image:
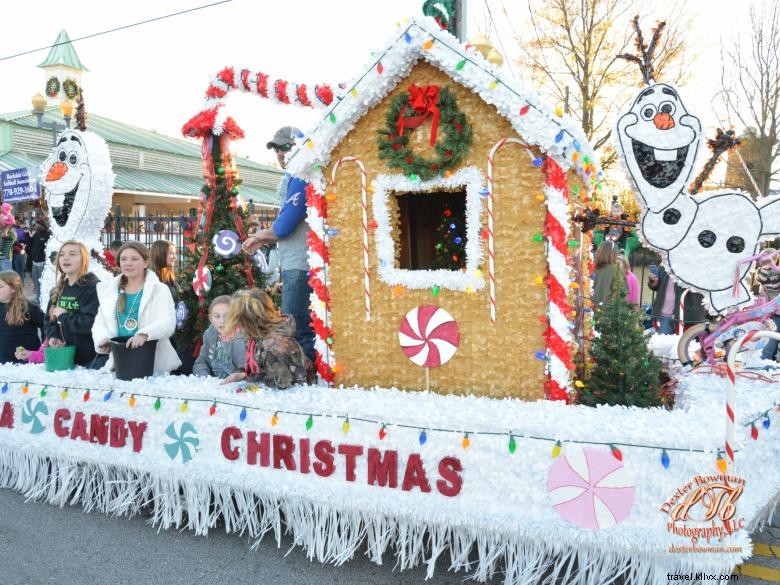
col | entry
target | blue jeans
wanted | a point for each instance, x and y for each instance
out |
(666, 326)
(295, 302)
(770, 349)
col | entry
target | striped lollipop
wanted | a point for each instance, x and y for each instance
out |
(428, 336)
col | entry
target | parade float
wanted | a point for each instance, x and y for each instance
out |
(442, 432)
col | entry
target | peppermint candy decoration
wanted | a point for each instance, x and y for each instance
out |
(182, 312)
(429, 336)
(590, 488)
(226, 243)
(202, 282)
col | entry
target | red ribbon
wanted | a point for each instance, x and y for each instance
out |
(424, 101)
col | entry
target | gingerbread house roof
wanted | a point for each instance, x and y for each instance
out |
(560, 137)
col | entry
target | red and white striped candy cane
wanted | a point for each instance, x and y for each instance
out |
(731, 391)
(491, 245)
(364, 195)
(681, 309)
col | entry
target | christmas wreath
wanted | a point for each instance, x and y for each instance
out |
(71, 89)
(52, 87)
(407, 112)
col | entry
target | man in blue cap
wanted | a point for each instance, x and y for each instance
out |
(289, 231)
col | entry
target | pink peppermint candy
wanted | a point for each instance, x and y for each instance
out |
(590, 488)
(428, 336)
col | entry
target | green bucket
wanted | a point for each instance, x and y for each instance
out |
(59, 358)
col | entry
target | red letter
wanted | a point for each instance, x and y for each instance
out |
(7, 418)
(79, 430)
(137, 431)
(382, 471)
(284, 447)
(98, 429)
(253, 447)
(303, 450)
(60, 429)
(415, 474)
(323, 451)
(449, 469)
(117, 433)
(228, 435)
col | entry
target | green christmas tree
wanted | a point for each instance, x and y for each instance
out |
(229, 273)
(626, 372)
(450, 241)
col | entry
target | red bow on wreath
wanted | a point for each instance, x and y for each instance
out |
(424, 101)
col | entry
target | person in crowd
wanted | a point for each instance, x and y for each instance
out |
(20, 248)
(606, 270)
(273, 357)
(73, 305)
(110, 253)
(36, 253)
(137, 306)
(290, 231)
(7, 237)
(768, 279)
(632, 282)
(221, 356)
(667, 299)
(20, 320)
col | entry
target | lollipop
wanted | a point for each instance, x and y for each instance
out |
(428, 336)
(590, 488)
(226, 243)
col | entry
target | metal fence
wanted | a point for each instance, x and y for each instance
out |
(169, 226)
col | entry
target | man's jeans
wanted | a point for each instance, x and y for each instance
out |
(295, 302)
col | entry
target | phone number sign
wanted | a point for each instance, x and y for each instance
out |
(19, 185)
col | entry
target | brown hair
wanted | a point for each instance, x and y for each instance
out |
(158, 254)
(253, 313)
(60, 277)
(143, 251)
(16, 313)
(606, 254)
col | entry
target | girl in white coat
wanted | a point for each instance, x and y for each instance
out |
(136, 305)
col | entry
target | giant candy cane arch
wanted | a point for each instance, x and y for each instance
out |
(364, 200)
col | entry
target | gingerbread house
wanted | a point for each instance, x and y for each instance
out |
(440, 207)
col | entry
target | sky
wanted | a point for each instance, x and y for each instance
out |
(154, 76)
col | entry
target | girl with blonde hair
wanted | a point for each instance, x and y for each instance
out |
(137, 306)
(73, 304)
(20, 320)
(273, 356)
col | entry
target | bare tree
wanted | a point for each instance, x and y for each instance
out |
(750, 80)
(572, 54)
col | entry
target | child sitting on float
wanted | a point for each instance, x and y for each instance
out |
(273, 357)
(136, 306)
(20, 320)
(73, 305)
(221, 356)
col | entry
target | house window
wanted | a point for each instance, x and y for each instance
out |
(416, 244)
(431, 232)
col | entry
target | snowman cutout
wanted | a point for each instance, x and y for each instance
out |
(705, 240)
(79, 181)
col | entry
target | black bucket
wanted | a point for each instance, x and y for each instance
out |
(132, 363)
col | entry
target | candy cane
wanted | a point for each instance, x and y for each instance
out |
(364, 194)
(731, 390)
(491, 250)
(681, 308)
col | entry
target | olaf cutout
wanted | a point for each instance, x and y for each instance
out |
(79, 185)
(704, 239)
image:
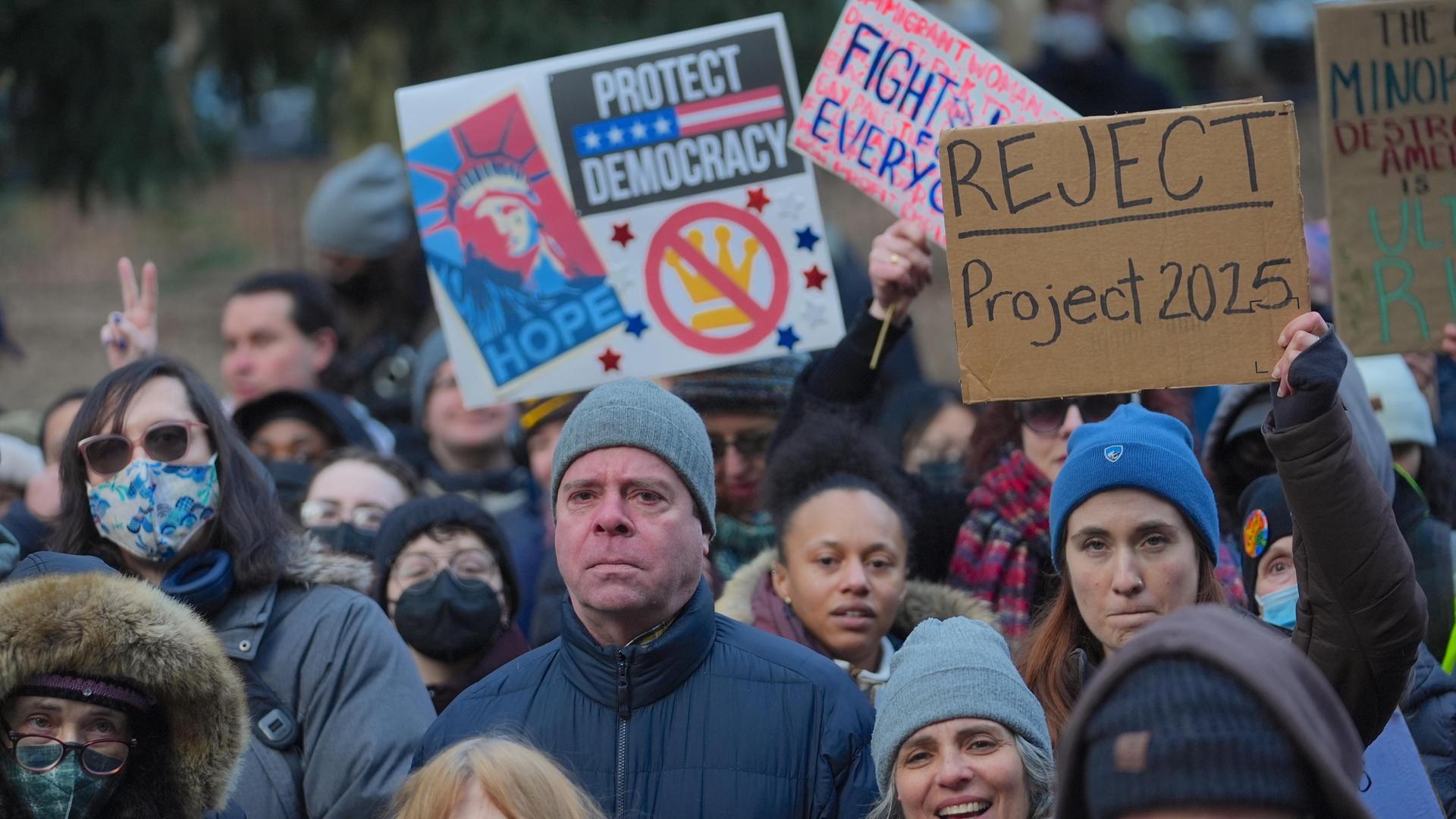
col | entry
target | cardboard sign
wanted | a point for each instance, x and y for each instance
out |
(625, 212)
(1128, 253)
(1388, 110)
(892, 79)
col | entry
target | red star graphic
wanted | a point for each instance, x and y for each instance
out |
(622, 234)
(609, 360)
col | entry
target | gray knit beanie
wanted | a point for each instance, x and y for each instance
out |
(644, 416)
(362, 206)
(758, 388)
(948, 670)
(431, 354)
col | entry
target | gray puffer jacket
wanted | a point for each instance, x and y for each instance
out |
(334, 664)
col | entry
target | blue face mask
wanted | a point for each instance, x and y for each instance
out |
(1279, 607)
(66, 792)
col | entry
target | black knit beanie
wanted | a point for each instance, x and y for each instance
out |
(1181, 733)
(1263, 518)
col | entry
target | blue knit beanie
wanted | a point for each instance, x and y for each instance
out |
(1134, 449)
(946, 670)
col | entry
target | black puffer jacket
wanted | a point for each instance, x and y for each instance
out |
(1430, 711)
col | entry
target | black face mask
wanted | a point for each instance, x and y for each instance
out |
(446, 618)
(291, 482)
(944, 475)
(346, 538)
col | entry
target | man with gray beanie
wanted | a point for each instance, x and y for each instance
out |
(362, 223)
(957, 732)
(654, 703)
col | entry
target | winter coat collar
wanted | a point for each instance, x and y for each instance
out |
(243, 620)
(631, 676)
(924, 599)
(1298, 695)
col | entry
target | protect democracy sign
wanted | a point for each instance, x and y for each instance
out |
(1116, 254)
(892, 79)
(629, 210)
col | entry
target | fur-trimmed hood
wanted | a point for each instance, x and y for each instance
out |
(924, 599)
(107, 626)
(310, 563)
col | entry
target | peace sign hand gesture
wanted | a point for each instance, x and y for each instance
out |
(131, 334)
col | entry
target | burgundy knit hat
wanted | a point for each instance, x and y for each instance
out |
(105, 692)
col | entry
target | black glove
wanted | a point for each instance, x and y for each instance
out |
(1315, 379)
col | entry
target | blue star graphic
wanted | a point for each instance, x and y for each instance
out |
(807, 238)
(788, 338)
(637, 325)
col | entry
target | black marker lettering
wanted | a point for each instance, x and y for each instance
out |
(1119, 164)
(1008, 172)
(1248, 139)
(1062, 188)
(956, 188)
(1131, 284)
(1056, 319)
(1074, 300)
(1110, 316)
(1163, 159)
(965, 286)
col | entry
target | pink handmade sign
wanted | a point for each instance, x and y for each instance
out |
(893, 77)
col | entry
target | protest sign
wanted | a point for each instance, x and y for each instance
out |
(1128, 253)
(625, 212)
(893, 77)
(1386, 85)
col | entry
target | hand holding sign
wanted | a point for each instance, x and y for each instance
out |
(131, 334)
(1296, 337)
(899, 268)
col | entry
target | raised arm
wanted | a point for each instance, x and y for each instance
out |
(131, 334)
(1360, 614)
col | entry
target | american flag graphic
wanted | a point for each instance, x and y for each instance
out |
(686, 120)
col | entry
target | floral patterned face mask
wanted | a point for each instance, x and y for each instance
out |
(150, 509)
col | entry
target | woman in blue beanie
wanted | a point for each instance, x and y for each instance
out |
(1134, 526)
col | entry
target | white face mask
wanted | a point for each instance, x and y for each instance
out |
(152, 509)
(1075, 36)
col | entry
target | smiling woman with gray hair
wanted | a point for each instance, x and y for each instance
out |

◆ What needs to be done: Any images must be left out; transcribe the rest of the material exactly.

◆ Answer box:
image:
col | entry
target | blue jeans
wanted | a point for each instance, x and y for each instance
out |
(666, 326)
(295, 302)
(770, 349)
col | entry
target | striped lollipop
wanted | a point for each instance, x and y for each instance
out |
(428, 336)
col | entry
target | parade float
wanted | a point for each instance, x and y for each instance
out |
(442, 432)
col | entry
target | peppermint candy decoration
wanted | a point for each instance, x and y for each instance
out |
(182, 312)
(429, 336)
(590, 488)
(226, 243)
(202, 282)
col | entry
target | red ribbon
wanted | a point for each instance, x and y for each instance
out |
(424, 101)
col | entry
target | gingerbread house roof
wanted | a point for each instance, x and y for each instance
out |
(560, 137)
col | entry
target | red and white striped candy cane
wanted | a point for each instance, x and y for each instance
out |
(731, 391)
(491, 245)
(364, 195)
(681, 309)
col | entry
target | christmas wreath
wanted | a point for each instance, x and y for each instance
out |
(71, 89)
(52, 87)
(407, 112)
col | entry
target | man in blue cap
wanted | a point for each instance, x and y for each instance
out |
(289, 231)
col | entry
target | pink peppermint candy
wanted | a point for each instance, x and y for each instance
out |
(590, 488)
(428, 336)
col | entry
target | green bucket
wanted | a point for each instance, x and y for each instance
out |
(59, 358)
col | entry
target | red letter
wanted | a point for each instance, x and y for each instance
out |
(7, 418)
(79, 430)
(137, 431)
(382, 471)
(284, 447)
(98, 429)
(253, 447)
(303, 450)
(60, 429)
(415, 474)
(323, 451)
(449, 469)
(117, 433)
(228, 435)
col | entry
target | green christmas tree
wanted | a point for each instance, x and y for each instance
out |
(229, 273)
(626, 372)
(450, 241)
col | entry
target | red bow on wreath
wanted | a point for each instance, x and y for each instance
out |
(424, 101)
col | entry
target | person in crowd
wanted | a point for each instance, x and y for each instance
out |
(20, 248)
(606, 270)
(273, 357)
(73, 305)
(110, 253)
(36, 253)
(137, 306)
(290, 231)
(7, 237)
(768, 279)
(632, 282)
(221, 356)
(667, 299)
(20, 320)
col | entry
target | lollipop
wanted | a point for each instance, x and y for each instance
out |
(428, 336)
(590, 488)
(226, 243)
col | entry
target | metal fence
wanted | a point for each instance, x and y for each instance
out |
(169, 226)
col | entry
target | man's jeans
wanted | a point for each instance, x and y for each instance
out |
(295, 302)
col | entry
target | phone number sign
wanted | a point for each instance, x and y for each instance
out |
(19, 185)
col | entry
target | brown hair
wanted | a point for each instance, x and y for each instance
out |
(158, 254)
(253, 313)
(60, 277)
(143, 251)
(16, 313)
(606, 254)
col | entry
target | girl in white coat
wanted | a point for each instance, x and y for each instance
out |
(136, 305)
col | entry
target | giant candy cane arch
wanted | a point for each instance, x and y for each instance
out |
(364, 200)
col | entry
target | gingerbread house
wanted | a point for each instance, x and y for each instance
out |
(440, 207)
col | entry
target | sky
wanted | a point for each instance, x and y for each instance
out |
(154, 76)
col | entry
target | girl with blonde hair
wanted | a point for each instance, x and y for each instance
out |
(137, 306)
(73, 304)
(20, 320)
(273, 356)
col | entry
target | bare tree
wanted | a point for each instance, x and y for each instance
out |
(750, 80)
(572, 54)
col | entry
target | child sitting on float
wanted | a point for each instance, x and y for each instance
out |
(273, 357)
(136, 306)
(20, 320)
(73, 305)
(221, 356)
col | entry
target | house window
wanted | a point for each instance, x and y for each instance
out |
(416, 244)
(431, 232)
col | entry
target | snowman cutout
wanted | a point for each instance, x and y for each instance
out |
(705, 240)
(79, 181)
col | entry
target | black bucket
wanted | a point for each instance, x and y for each instance
out |
(132, 363)
col | entry
target | candy cane
wanted | a point for each instance, x and y for each instance
out |
(364, 194)
(731, 390)
(491, 250)
(681, 308)
col | entry
target | olaf cutout
wanted | a point for each instance, x and y for each instance
out |
(79, 185)
(704, 239)
image:
col | entry
target | cardboard sign
wanted | a point for each instance, x and y for each instance
out |
(625, 212)
(1128, 253)
(1388, 110)
(892, 79)
col | entry
target | red star graphic
wanted | a point for each instance, x and y for each instance
out |
(622, 234)
(609, 360)
col | entry
target | gray knit beanie
wanted | a point for each instance, x and y for each instance
out |
(644, 416)
(362, 206)
(758, 388)
(948, 670)
(431, 354)
col | entry
target | gray puffer jacket
wanted | a point for each instance, x and y for each instance
out |
(334, 664)
col | entry
target | blue face mask
wanted | a point for each instance, x and y for each instance
out |
(1279, 607)
(66, 792)
col | entry
target | black knit beanie
wanted | a point for each instance, x and y for each instance
out |
(1181, 733)
(1263, 518)
col | entry
target | blue knit beanie
wanted | a point for each instance, x and y for each instance
out |
(1134, 449)
(946, 670)
col | entry
target | black puffer jacket
wanted | a point for each instance, x and y for each instance
out |
(1430, 711)
col | entry
target | black face mask
wanted | a point for each instance, x and y for each instance
out |
(446, 618)
(291, 482)
(944, 475)
(346, 538)
col | entry
target | man with gray beanie
wanted | a point for each instance, x and y for each instance
out |
(362, 223)
(957, 732)
(654, 703)
col | entry
target | winter coat collar
wanted | a point for each instance, x and y for each instance
out |
(243, 620)
(631, 676)
(924, 599)
(1298, 695)
col | entry
target | protect democracy sign
wanted | a point for each instance, x and y for each instance
out |
(1116, 254)
(892, 79)
(629, 210)
col | entry
target | fur-trimmed hood
wanted | a point for each instance, x and y for each instance
out |
(924, 599)
(107, 626)
(310, 563)
col | entry
target | peace sign hand gesture
wanted | a point for each instance, x and y for each instance
out |
(131, 334)
col | entry
target | burgundy knit hat
wanted | a point for each instance, x and y for each instance
out |
(105, 692)
col | entry
target | black glove
wanted | a point for each instance, x and y for each instance
out |
(1315, 379)
col | entry
target | blue star graphic
wanted | a point for each instance, x and y for each instance
out |
(807, 238)
(788, 338)
(637, 325)
col | entry
target | black marker lettering
wanted | a point for each instance, x and y for each instance
out |
(1119, 164)
(1008, 172)
(1248, 139)
(1062, 188)
(956, 188)
(1131, 284)
(1056, 319)
(1074, 300)
(1110, 316)
(1163, 159)
(965, 286)
col | entry
target | pink handmade sign
wanted | a point for each instance, x and y for each instance
out |
(893, 77)
col | entry
target | protest sign
wanted | a point for each instance, x and y for each instance
out |
(1128, 253)
(625, 212)
(893, 77)
(1386, 85)
col | entry
target | hand holding sign
wanted | a point for each instance, x and y for each instance
out |
(131, 334)
(1296, 337)
(899, 268)
col | entry
target | raised arm
wanted | a point for each instance, x and y for each instance
out |
(131, 334)
(1360, 614)
col | entry
target | american flag graphic
wanted | a point for each instance, x and y for each instance
out |
(686, 120)
col | entry
target | floral patterned face mask
wanted | a point for each instance, x and y for each instance
out |
(150, 509)
col | entry
target | woman in blue beanie
wanted | a point for each instance, x and y for each instance
out |
(1134, 526)
col | entry
target | white face mask
wanted | a point for each instance, x and y for each instance
out |
(152, 509)
(1075, 36)
col | entry
target | smiling woman with gray hair
wanted | a point for each instance, x and y for each instance
out |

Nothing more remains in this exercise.